■ Set problem ■
Reproduce all of the data that follows, character for character.

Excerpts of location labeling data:
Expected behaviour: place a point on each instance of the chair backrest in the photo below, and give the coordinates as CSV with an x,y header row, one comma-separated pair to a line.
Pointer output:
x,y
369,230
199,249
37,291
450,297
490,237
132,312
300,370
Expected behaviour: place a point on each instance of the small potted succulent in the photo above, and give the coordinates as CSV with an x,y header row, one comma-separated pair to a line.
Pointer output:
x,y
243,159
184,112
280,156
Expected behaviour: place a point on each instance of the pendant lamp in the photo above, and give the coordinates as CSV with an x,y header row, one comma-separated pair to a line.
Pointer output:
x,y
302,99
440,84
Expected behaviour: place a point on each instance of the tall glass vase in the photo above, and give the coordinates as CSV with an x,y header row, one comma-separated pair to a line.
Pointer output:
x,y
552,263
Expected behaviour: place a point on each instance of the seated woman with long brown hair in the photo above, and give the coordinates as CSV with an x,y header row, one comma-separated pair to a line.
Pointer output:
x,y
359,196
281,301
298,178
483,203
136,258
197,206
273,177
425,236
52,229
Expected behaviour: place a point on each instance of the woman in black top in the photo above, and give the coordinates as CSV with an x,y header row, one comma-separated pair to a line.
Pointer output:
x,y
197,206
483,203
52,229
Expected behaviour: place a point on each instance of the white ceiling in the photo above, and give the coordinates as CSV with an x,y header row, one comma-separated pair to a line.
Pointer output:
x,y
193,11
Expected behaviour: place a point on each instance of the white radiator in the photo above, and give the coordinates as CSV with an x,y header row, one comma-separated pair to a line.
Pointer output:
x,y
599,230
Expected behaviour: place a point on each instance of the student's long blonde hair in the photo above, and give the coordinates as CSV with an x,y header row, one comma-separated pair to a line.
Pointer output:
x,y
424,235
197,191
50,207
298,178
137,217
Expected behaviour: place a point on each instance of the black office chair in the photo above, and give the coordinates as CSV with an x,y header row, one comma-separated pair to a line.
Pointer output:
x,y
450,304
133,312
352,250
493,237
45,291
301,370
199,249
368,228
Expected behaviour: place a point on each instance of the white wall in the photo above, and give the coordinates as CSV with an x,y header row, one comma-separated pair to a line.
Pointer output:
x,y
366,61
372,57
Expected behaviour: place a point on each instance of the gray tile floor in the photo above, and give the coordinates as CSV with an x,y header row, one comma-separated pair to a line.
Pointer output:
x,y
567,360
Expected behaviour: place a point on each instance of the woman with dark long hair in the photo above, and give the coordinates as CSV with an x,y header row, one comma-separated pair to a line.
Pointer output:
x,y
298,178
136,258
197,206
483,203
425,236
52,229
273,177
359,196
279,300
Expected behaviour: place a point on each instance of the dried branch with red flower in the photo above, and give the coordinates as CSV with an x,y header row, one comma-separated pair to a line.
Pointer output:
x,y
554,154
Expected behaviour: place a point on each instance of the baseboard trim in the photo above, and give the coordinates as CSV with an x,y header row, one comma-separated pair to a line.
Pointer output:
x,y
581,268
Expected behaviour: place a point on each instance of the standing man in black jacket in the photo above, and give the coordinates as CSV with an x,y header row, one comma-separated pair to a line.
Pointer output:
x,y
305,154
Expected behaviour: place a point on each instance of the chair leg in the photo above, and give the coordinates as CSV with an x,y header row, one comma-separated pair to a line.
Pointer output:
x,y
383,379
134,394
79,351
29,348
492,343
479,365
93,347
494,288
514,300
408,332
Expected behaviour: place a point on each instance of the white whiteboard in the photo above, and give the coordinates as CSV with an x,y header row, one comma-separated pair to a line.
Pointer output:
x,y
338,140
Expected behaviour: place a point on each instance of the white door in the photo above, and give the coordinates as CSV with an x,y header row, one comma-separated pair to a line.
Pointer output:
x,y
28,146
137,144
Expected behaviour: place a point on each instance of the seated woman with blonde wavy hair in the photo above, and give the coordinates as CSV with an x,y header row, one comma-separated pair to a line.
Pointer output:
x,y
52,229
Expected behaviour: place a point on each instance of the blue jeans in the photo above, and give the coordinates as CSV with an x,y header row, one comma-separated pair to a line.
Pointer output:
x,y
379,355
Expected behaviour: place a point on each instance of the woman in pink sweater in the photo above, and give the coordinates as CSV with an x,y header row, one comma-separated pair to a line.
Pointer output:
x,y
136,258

■ Solution ■
Expected behaviour: place a point on each instance of the chair backrest in the photo below, and give the coordinates as CSV with an x,y header row, one comma-separated pair to a line.
Pointer output:
x,y
369,230
199,249
37,291
450,297
490,237
132,312
300,370
Expected behaviour: place a point on each instance of the small potted succulent in the photo above, and give the coordinates as CSV with an x,y header row, one comma-separated pair to a line.
Pointer output:
x,y
243,159
184,112
280,156
Expected behaviour: place a point on each instance of the pendant lamp in the photo above, and give the coordinates as CSV with an x,y header row, one comma-separated pair to a line.
Pointer output:
x,y
302,99
440,84
Expected behaviour: place a point on each instance of the tall glass vase in the photo above, and give the coordinates as CSV with an x,y header row, one comma-separated pair to a line.
Pointer output:
x,y
552,263
Expected behaviour: place a point on each instance of the seated woman with long brown hair in the photo above, and give the coordinates as CSV with an x,y header row, one comma-separated pair to a line.
Pointer output:
x,y
359,196
281,301
298,178
483,203
136,258
197,206
273,177
425,236
52,229
Expected behaviour: place a point on each instance of the woman in black top in the photo above, and give the coordinates as CSV with an x,y header row, one comma-separated pair to a line.
Pointer output:
x,y
197,206
483,203
52,229
Expected behaviour: place a point on each instance of the white ceiling in the photo above, and give the coordinates as CSV with an x,y header row, one comma-separated pair to a line.
Pointer output:
x,y
193,11
Expected behaviour: place a point on each instance of the white radiator in the photo above, and give the coordinates as CSV with an x,y header row, one comma-separated pair to a line.
Pointer output:
x,y
599,230
Expected behaviour: place a point on each instance of the student's long blonde hair in the photo above, and give the coordinates as CSV with an x,y header row, one comma-separated pair to a line.
Pointer output:
x,y
424,235
197,191
50,207
298,178
137,217
Expected behaviour: place a point on each instance of the black office chair in the photo above, and give the coordinates as CSV with an x,y header row, one comma-separated pair to a line.
Pointer output:
x,y
450,304
133,312
352,250
493,237
45,291
301,370
199,249
368,228
Expected behaviour: place a point on each instance of the white wall in the photo above, and give the coordinates as CSV with an x,y header row, one comma-separated pair to a line.
Pointer output:
x,y
366,61
372,57
Expected behaviour: place a point on each instance of the gray tile floor in the photo above, and give the coordinates as CSV with an x,y header row, one comma-separated pair to a line.
Pointer output:
x,y
567,360
Expected behaviour: place a point on each instance of the woman with dark long hair in the photo above, and give the coordinates as CSV with an x,y header row, one comma-separated pair to a line.
Pointer output:
x,y
298,178
136,258
197,206
483,203
425,236
52,229
273,177
359,196
279,300
Expected behaviour: place a point on each instance of the dried branch with red flower in the photo above, and give the coordinates as CSV with an x,y header row, one comma-separated pair to a line.
Pointer output:
x,y
554,154
Expected behaviour: place a point on each instance of the baseboard trim in the photo above, and give the coordinates as CSV with an x,y header row, one comma-separated pair to a line.
Pointer output:
x,y
581,268
Expected behaviour: place a point on each instance of the standing man in black jacket in the photo above, and give the coordinates as CSV with an x,y header row, one comma-separated pair to a line.
Pointer output:
x,y
305,154
Expected behaviour: place a point on each instance of the chair leg in the photo above, and give the coordinates as CSV with an x,y header row, one comma-separated pair to a line.
Pointer output:
x,y
383,379
134,394
79,351
29,348
492,343
479,365
93,347
494,288
514,300
408,332
Expected behaviour: place a point on each instance of the white whiteboard in the photo above, and give the coordinates as CSV with an x,y header row, one comma-separated pair to a line.
Pointer output:
x,y
338,140
Expected behaviour: place a point on each instance of the white door in the photo above, and give the coordinates as CSV with an x,y header row, one comma-separated pair to a line.
Pointer output:
x,y
28,146
137,144
Expected behaviour: place a point on each instance of the seated woman with blonde wavy hair in the photo above, and give the coordinates as CSV with an x,y header row, one comma-separated pair to a line.
Pointer output:
x,y
52,229
Expected behaviour: place a point on each instance of the blue jeans in the photo above, and give the coordinates as CSV with an x,y header row, one comma-separated pair to a line.
Pointer output:
x,y
379,355
Expected behaviour: place a point on each instance of the woman in pink sweater in the photo above, and give the coordinates as CSV with an x,y header row, one comma-separated pair to a line.
Pointer output:
x,y
136,258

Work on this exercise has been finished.